**EXTRACTED TEXT**:
════════════════
Araca Insights - Garegin Mazmanyan

The Problem

Semiconductor wafer polishing is a precision process where small variations in force, temperature, and friction determine whether a wafer meets spec or gets scrapped. Engineers were spending 100+ hours per study manually processing sensor data - copying numbers between spreadsheets, running calculations by hand, building charts one at a time, and formatting reports from scratch.

Araca needed a platform that could eliminate this manual work entirely: ingest raw sensor data, compute domain-specific metrics automatically, surface patterns through interactive visualization, predict outcomes with ML, and generate publication-ready reports in one click.

Approach

Platform-first thinking

Rather than building a collection of scripts, I designed Araca Insights as a platform - a layered system where the data engine, user interface, and analytics modules are decoupled and independently extensible. The first release targets desktop (where researchers work offline in lab environments), with a web-based version planned to enable remote collaboration and broader access.

Desktop-first, web-ready architecture

Lab environments often lack reliable internet, and sensitive research data needs to stay local. Starting with a desktop app solved the immediate need while the underlying architecture is designed to support a web-based version for team collaboration and remote access.

WHY → meet users where they are today, scale to where they'll be tomorrow

Portable project format

Projects are fully self-contained and portable. Moving a project between machines or sharing with a colleague requires no reconfiguration - everything resolves automatically.
════════════════
**DATA SUPPLIED**:
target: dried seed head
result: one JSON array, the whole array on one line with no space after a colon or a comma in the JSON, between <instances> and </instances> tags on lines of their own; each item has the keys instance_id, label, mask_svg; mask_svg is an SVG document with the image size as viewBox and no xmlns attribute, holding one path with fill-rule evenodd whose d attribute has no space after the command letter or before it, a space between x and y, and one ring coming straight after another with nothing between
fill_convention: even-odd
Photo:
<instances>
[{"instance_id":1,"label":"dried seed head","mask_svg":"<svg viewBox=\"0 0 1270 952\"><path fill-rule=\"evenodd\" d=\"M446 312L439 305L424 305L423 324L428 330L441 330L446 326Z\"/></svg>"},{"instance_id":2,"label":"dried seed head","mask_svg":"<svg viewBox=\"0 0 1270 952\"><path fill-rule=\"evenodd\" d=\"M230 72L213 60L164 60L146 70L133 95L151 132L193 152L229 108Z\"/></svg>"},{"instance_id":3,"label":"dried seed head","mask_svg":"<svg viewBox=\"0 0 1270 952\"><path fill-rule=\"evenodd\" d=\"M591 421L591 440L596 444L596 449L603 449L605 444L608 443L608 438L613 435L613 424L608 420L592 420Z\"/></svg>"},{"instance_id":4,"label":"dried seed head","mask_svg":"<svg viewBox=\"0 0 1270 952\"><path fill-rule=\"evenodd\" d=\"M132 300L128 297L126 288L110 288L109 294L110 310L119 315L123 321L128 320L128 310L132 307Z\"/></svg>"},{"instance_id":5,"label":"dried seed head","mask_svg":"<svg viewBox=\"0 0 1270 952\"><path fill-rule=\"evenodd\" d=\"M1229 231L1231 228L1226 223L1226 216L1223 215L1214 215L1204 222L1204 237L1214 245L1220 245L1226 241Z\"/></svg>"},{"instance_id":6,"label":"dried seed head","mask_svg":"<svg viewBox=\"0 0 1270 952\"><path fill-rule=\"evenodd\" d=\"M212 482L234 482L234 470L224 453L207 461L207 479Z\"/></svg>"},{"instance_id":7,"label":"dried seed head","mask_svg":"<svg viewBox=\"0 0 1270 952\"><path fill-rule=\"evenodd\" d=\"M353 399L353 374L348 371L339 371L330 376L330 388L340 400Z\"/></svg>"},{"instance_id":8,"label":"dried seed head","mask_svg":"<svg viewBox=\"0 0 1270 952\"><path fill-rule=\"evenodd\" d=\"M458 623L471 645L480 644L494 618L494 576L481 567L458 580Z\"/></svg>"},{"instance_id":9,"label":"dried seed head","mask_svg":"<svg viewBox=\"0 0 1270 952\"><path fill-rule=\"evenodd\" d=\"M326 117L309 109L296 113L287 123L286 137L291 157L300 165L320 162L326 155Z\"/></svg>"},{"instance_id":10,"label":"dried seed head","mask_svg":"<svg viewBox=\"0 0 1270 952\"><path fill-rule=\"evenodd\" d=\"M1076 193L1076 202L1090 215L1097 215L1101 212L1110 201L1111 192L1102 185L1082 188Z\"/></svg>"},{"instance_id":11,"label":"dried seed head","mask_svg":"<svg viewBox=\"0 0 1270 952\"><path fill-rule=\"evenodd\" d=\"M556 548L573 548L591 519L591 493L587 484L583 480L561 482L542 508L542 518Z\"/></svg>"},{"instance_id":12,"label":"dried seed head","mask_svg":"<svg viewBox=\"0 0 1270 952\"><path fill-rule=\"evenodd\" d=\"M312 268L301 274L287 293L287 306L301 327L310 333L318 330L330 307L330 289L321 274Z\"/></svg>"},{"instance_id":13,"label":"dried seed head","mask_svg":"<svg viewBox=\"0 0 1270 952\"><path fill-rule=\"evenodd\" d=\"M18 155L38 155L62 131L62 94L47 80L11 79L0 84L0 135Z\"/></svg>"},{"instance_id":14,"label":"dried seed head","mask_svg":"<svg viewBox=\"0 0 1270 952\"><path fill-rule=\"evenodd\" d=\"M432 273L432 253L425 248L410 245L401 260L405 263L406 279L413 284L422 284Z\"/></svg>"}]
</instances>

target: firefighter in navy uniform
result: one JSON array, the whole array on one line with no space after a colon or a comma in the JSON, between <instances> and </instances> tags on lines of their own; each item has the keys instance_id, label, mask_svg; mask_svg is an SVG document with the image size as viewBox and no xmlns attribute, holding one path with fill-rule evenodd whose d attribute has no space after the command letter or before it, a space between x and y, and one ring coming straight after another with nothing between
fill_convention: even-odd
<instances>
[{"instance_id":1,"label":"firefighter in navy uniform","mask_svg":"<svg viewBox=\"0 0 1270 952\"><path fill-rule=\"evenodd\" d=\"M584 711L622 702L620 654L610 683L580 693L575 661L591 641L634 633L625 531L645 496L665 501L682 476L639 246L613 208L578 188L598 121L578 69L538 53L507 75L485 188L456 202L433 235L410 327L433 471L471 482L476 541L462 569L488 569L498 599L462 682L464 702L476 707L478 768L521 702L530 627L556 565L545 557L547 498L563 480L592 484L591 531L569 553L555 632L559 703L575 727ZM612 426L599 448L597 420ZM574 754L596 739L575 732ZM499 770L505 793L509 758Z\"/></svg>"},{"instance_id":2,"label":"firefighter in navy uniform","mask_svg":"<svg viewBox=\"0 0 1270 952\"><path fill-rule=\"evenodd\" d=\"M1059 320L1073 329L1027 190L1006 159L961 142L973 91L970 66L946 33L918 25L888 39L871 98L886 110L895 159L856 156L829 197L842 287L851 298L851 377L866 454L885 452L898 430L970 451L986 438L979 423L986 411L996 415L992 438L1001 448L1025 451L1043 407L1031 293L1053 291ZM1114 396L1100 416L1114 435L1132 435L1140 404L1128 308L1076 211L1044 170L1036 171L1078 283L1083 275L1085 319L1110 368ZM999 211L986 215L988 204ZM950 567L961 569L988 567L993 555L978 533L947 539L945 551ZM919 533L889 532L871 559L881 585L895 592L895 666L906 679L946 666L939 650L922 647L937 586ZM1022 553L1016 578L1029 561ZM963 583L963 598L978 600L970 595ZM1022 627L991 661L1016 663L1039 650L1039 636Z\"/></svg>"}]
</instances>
════════════════
**REQUIRED ACTION 1**: In the Araca Insights text, how many hours per study were engineers spending on manual sensor-data processing?
**REQUIRED ACTION 2**: Pick up the Araca Insights text after its final sentence and keep writing it.
The records come from a different source than the Araca Insights text.

**YOUR RESPONSE 1**: 100+ hours per study.

**YOUR RESPONSE 2**:
WHY → zero friction for collaboration and data sharing

Non-blocking UI with background processing

All data processing, metric computation, and report generation runs asynchronously. Users can continue working while bulk imports of 50+ experiment files or multi-chart reports are generated in the background.

WHY → responsive experience even with large datasets

Gallery

Animated scatter plot showing COF vs shear force with time-encoded color gradient

Key correlations dashboard showing Stribeck curves, COF vs PV, pad temperature, and WIWNU plots

Compare files view with PCA clustering, Z-scores, and category breakdown

ML prediction interface showing Ridge Regression with predicted vs actual chart

Animated feature scatter with time-encoded color reveals process evolution during polishing

Implementation

What the platform does

Interactive Analytics

Multiple analysis views: time-series exploration, multi-experiment comparison, domain-specific correlation graphs, and ML-driven prediction. All interactive with configurable parameters and real-time updates.

ML Prediction

Multiple ML models with cross-validation and per-prediction uncertainty estimates. Diagnostic visualizations help users understand model confidence, feature importance, and when to trust the predictions.

Automated Reporting

One-click generation of publication-ready reports with embedded vector charts, executive summaries, and detailed data traces. Exports to PowerPoint and Excel for easy sharing with stakeholders.

AI Assistant

An LLM-powered assistant that provides contextual guidance on analysis workflow, model selection, and data interpretation. Designed to run locally so sensitive research data never leaves the network.

Results

Where we are

100+ Hours of Manual Work Eliminated

1-Click Report Generation

4 ML Models

AI Assistant

Reflection

The biggest lesson from this project is the value of meeting users where they are. Researchers don't want to deploy web apps or learn new tools - they want something that opens, works, and gets out of their way. Starting with desktop was the right call for adoption, and the architecture is ready to expand to the web when the team needs collaboration features.

The AI assistant is the most exciting part of what's next. Domain experts generate insights that ML models alone can't, and the assistant bridges that gap by helping users ask better questions of their data and understand when model predictions should be trusted or investigated further.